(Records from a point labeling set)
>> START
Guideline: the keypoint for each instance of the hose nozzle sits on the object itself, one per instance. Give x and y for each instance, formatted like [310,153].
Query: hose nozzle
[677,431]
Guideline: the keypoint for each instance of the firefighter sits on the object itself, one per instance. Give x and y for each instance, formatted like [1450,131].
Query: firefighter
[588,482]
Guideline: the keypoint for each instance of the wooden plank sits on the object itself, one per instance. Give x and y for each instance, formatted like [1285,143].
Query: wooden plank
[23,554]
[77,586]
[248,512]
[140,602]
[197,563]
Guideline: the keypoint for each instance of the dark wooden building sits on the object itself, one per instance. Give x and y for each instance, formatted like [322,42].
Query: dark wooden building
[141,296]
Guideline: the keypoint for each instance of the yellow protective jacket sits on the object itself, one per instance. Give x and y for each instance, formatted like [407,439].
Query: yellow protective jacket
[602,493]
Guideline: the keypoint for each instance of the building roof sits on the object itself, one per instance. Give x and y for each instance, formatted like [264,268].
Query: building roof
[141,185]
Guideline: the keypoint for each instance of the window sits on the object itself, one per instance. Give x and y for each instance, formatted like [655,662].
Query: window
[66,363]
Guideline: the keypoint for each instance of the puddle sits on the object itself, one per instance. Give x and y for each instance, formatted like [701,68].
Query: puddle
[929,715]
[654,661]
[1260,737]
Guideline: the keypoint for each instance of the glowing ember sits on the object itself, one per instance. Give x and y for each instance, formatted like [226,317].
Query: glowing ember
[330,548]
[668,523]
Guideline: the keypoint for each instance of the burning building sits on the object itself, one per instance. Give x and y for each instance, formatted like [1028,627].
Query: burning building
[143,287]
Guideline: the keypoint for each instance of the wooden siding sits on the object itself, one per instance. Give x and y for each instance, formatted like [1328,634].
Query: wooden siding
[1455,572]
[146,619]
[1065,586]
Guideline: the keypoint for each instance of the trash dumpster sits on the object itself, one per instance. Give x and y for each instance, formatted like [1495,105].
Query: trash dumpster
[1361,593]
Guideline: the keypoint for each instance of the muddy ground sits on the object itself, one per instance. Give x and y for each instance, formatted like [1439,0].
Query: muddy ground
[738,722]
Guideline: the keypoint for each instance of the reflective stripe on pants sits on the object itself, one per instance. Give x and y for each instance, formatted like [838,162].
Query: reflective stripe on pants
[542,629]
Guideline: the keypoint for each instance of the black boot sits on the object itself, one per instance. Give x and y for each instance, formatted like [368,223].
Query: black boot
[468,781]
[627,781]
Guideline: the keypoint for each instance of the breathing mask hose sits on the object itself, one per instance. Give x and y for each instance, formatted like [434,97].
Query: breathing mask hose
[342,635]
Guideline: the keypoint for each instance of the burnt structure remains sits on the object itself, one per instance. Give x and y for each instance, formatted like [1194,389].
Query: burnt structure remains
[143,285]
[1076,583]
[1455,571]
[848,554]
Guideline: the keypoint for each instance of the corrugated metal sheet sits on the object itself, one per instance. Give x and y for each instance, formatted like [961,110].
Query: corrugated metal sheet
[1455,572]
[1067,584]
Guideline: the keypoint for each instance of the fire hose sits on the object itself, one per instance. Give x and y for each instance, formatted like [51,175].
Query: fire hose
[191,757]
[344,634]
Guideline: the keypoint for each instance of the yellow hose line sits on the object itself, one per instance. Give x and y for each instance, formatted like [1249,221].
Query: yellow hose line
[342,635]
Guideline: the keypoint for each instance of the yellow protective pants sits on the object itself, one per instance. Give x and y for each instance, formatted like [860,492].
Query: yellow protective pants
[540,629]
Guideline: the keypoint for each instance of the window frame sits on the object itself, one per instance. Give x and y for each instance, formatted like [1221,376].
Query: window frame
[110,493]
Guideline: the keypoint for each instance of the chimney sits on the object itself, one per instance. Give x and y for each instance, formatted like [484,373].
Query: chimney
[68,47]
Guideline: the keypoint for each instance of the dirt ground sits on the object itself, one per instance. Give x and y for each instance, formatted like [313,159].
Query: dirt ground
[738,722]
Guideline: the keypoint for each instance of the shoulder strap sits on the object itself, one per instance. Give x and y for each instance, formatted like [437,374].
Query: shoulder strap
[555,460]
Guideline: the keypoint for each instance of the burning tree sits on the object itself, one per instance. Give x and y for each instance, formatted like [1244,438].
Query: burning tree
>> END
STATED EXERCISE ::
Using the data above, print every record exactly as shown.

THE RESULT ::
Guideline: the keypoint for each instance of the hose nozzle sits on the object itself, one per instance. Give x and y for each instance, formatted like [310,153].
Query: hose nozzle
[677,431]
Guideline: the keypoint for each instance of the firefighter sits on the object itself, one per instance. Give x and y for each instance, formatted like [1450,131].
Query: firefighter
[588,482]
Guideline: the keypoint for each instance of the wooden plank sits on the object itself, one per instance. Give x and y for each instance, formatted like [1285,143].
Query: wooden plank
[23,554]
[77,586]
[248,512]
[140,602]
[197,563]
Guideline: the keypoint for each instance of the dark wooden building sits on the object itself, one per instance. Give x and y for each instance, formatted like [322,42].
Query: dark wooden building
[141,296]
Guideline: the keypoint for each instance of the yellow protective jacket sits on the object itself, one per instance. Give x and y for each instance, formatted like [407,439].
Query: yellow protective jacket
[602,493]
Guideline: the keypoint for each instance of the building roof sits on the object itself, one per instance. Give x and y for each instance, formatted like [264,268].
Query: building roof
[141,185]
Guideline: the keypoint for each instance of the window sits on the object itself, one per instance. Give x and y for each instance, formatted like [655,662].
Query: window
[66,363]
Guideline: the keypoint for each instance of the puddle sits on the object itself, one per instance. Give x and y for each instance, formatted like [701,68].
Query: puddle
[929,715]
[654,661]
[1260,737]
Guideline: the keypoint for each instance of the glowing ember sits on the object itself, one per instance. Give x and y for each instance, formatted like [226,317].
Query: glowing ember
[330,548]
[668,523]
Guideline: the keypoint for each instance of the burning building sits on the object itself, one per instance. Give x and y for each instance, formatted like [1028,627].
Query: burning building
[143,287]
Guideline: the keypoint for each instance of the wooden siding sits on the object itself, one per instance. Give x and y for each instance, formatted like [1328,634].
Query: wooden siding
[1455,572]
[146,619]
[1065,586]
Guideline: the keypoint for each instance of the trash dumpster sits on the object itself, one per instance. Give x and y for each instance, formatted like [1495,105].
Query: trash dumpster
[1361,593]
Guideline: the keypoint for each instance of the muddy ground sits on the object itself, one per instance. Give x and y for each instance, formatted like [1439,0].
Query: muddy ground
[738,722]
Guideline: the keypoint for each instance of the reflective stripe on pants sits on the object itself, one per instance. Give x and y for each instance, formatted like [838,162].
Query: reflective stripe on pants
[542,629]
Guideline: the keypoint for each instance of the black boot sits on the object itself, one per instance. Give x and y for each instance, formatted like [368,223].
Query: black boot
[468,781]
[627,781]
Guideline: the keypoint for each instance of the breathing mask hose sits on the object itself, one per instance. Give x and y for each instance, formatted like [434,97].
Query: breathing mask hose
[342,635]
Guideline: the keypoint for each instance of the burnt structure remains sits on the object itself, one per instance. Give x and y for each instance, formatted like [1194,389].
Query: burnt structure remains
[143,285]
[1076,583]
[1455,571]
[848,554]
Guideline: the keypoint for each instance of the corrugated metal sheet sits on the object itself, one per instance. Give x and y for each instance, formatted like [961,110].
Query: corrugated metal sheet
[1455,572]
[1067,584]
Guideline: the keypoint for each instance of the fire hose sits on the object itself, one per instance. Give x and y for each instance, formatted like [51,175].
Query: fire hose
[191,757]
[344,634]
Guideline: the keypoint for each instance of the yellow hose line sits on the object itself, one per instance. Give x and y for each instance, formatted like [1249,221].
Query: yellow hose line
[342,635]
Guideline: the keypoint for each instance of the yellow protective pants sits on the object itself, one per instance. Give x and y for each instance, formatted like [860,492].
Query: yellow protective pants
[540,629]
Guideline: the keypoint for each instance of the window frame sits on the object itself, one per instance. Give x and y for each instance, formatted like [1221,376].
Query: window frame
[110,493]
Guideline: the keypoint for each instance of the chimney sits on the object itself, one per instance. Give x and y for each instance, formatted like [484,373].
Query: chimney
[68,47]
Guideline: the keypoint for each instance of the dirt ground sits on the object itself, one per instance. Give x and y for each instance, formatted like [313,159].
Query: dirt ground
[738,722]
Guideline: the keypoint for each instance of the shoulder strap sits on the object itself, one per instance. Give x and y for each instance, formatted like [437,374].
Query: shoulder strap
[555,460]
Guideline: the keypoint for each instance of the burning tree sits on the object itself, one per instance. Give x and y for each instance, formatted like [1244,438].
Query: burning tree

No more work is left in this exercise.